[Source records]

★ ★ ★ ★

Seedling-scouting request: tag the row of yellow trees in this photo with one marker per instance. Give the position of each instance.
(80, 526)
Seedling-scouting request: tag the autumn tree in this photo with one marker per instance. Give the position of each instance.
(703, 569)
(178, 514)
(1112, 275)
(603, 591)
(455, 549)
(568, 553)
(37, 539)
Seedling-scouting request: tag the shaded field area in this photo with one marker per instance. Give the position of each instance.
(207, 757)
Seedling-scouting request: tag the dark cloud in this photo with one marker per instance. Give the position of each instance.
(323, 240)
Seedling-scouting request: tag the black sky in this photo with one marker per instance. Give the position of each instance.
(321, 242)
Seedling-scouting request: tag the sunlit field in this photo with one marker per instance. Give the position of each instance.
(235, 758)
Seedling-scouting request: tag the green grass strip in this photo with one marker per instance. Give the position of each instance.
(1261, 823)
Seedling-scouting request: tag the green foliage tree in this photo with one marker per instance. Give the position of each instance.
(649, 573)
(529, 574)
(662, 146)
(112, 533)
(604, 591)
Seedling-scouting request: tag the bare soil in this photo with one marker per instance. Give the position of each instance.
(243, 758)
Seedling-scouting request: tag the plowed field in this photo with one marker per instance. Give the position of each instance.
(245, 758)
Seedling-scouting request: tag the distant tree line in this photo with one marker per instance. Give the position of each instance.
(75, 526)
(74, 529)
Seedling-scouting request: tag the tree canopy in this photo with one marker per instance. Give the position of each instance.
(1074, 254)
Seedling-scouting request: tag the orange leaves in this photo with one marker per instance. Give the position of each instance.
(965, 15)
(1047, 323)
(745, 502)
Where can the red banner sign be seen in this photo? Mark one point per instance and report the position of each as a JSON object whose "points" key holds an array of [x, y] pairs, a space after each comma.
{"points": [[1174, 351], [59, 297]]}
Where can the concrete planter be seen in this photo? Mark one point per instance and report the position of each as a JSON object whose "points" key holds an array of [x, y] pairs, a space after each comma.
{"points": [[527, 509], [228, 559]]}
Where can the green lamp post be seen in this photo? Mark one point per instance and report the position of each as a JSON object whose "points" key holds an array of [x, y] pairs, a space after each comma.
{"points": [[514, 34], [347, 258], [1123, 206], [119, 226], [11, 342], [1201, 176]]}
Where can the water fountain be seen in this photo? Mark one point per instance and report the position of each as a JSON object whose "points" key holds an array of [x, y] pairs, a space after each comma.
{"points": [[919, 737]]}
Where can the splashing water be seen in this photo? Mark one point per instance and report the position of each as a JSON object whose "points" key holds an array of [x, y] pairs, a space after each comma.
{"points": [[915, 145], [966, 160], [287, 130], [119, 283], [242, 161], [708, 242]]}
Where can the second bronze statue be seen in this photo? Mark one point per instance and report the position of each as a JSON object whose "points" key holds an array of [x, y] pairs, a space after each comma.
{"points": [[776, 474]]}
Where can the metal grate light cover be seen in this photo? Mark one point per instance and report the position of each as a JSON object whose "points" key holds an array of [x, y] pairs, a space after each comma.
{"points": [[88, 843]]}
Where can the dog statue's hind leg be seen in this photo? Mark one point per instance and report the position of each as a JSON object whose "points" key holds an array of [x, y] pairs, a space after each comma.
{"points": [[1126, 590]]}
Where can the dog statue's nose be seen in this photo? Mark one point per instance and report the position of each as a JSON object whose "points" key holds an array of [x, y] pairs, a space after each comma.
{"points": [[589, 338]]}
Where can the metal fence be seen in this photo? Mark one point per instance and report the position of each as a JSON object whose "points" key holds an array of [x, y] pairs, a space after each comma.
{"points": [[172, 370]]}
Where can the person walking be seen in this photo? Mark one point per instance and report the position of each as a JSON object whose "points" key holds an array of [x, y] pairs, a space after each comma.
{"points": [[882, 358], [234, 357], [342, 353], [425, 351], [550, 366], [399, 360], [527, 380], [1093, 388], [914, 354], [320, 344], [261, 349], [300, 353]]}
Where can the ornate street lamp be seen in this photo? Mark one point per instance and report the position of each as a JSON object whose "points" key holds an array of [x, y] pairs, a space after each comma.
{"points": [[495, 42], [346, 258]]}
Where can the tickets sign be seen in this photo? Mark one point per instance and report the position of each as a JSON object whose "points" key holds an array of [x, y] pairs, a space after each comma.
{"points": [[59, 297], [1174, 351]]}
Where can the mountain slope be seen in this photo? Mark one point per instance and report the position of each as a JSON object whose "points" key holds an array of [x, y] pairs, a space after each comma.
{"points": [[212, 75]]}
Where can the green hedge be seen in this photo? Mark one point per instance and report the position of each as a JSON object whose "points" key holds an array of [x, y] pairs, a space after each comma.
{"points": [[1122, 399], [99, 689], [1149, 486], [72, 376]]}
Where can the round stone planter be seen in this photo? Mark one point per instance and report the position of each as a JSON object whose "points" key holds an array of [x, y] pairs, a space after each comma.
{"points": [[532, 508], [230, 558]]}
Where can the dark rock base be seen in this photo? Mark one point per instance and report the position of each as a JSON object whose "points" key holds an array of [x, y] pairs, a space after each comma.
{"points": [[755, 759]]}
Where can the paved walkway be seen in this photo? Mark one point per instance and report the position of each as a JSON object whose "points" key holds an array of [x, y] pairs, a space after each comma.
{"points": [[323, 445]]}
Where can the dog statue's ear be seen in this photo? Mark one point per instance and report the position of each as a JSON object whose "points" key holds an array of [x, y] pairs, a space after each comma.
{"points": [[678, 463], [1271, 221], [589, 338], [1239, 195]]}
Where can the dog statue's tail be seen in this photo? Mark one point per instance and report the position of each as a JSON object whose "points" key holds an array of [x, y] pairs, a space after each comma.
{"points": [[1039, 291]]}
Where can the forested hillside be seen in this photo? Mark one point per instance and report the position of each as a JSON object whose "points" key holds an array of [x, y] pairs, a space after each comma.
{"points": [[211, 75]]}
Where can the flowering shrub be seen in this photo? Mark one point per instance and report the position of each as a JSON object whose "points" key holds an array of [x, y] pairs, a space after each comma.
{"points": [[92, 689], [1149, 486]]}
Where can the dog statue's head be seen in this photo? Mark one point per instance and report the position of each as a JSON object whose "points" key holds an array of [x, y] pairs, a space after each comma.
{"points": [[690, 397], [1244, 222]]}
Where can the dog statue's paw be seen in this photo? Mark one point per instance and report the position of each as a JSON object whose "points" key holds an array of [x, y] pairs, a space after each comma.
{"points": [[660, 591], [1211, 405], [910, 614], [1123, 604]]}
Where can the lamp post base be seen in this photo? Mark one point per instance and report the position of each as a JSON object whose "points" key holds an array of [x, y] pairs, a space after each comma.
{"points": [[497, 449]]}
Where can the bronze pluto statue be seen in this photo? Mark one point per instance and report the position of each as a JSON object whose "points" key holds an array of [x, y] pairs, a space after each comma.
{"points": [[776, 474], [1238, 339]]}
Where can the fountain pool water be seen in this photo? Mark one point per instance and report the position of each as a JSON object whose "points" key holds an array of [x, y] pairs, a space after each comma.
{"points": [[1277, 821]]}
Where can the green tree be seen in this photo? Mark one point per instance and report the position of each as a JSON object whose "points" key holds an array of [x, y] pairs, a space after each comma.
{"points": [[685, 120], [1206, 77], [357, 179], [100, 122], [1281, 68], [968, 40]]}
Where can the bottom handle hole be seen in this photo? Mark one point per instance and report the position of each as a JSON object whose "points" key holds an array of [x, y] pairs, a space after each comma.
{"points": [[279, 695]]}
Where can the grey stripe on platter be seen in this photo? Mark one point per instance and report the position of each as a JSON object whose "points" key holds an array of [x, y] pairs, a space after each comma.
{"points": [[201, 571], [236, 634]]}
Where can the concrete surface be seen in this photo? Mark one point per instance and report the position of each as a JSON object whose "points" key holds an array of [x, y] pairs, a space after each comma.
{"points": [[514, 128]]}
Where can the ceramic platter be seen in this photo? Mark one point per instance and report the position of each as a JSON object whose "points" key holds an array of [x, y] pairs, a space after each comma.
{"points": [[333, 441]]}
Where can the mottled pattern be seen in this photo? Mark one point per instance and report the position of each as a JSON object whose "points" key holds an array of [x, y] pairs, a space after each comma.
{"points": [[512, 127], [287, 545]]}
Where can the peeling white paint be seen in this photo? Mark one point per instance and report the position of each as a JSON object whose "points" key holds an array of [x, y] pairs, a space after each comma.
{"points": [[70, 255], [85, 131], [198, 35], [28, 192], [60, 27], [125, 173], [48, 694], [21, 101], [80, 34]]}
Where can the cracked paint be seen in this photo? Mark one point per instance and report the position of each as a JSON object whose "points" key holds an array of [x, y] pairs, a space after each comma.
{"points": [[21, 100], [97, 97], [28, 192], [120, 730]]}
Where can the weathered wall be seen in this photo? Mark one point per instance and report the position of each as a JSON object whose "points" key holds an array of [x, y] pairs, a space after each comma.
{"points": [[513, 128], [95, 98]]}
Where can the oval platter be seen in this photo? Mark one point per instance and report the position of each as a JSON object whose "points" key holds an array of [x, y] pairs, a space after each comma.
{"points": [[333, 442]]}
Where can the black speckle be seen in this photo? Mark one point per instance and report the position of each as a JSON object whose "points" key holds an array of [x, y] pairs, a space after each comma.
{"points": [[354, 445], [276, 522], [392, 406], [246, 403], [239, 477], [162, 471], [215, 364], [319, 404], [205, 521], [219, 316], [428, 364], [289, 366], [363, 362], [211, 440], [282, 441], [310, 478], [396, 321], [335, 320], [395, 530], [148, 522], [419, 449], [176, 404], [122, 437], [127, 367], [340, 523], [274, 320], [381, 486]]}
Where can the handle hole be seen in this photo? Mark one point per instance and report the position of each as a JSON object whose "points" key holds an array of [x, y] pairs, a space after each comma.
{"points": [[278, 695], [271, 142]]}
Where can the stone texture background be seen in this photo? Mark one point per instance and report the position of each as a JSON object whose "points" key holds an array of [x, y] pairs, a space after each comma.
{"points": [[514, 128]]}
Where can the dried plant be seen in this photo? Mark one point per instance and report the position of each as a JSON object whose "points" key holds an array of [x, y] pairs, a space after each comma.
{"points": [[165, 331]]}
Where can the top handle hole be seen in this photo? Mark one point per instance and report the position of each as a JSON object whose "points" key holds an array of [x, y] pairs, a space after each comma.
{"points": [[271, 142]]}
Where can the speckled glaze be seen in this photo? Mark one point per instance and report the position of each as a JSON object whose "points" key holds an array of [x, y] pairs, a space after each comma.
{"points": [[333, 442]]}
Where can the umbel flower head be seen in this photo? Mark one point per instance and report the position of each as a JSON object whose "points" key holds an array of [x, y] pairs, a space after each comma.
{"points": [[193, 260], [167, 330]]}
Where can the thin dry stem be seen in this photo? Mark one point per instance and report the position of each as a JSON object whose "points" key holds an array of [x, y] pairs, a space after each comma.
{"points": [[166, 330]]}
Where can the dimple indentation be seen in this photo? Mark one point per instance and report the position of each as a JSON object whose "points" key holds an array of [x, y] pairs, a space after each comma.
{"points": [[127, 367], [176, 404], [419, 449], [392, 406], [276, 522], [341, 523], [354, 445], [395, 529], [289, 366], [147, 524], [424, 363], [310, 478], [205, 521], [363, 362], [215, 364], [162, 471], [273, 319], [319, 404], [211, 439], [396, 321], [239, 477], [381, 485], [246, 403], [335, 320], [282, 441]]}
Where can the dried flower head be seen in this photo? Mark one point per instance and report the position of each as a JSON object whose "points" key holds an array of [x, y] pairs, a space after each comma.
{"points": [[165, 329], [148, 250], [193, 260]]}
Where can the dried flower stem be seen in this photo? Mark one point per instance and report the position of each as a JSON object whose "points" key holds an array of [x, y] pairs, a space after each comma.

★ ★ ★ ★

▸ **Work item**
Exactly the lines from the one holding "Where can the thin" through the end of the data are to be repeated, with both ends included.

▸ **Exercise output**
Where can the thin dry stem be seen in this photo? Mark one point per instance and report the position of each as a JSON object whose "points" key holds an array of [x, y] pairs, a space after each comma.
{"points": [[166, 330]]}
Where can the dimple indentation be seen in this photo? Mark one point per instance and report the position of each as a JSON object whose "points" key holds an array of [x, y] pairs, a space after each comma.
{"points": [[127, 367], [176, 404], [419, 449], [392, 406], [276, 522], [341, 523], [354, 445], [395, 529], [289, 366], [147, 524], [424, 363], [310, 478], [205, 521], [363, 362], [215, 364], [162, 471], [273, 319], [319, 404], [211, 439], [396, 321], [239, 477], [381, 485], [246, 403], [335, 320], [282, 441]]}
Where can the dried flower head be seen in this photo? Mark one point per instance and report the position of each as a JSON object whose "points" key holds an array of [x, y] pairs, a space after each comma.
{"points": [[165, 329], [148, 250], [193, 260]]}
Where can the dried flower stem be seen in this photo? Mark one point per instance and report the position of each as a JSON object whose "points" key holds an array of [x, y] pairs, a space after each comma.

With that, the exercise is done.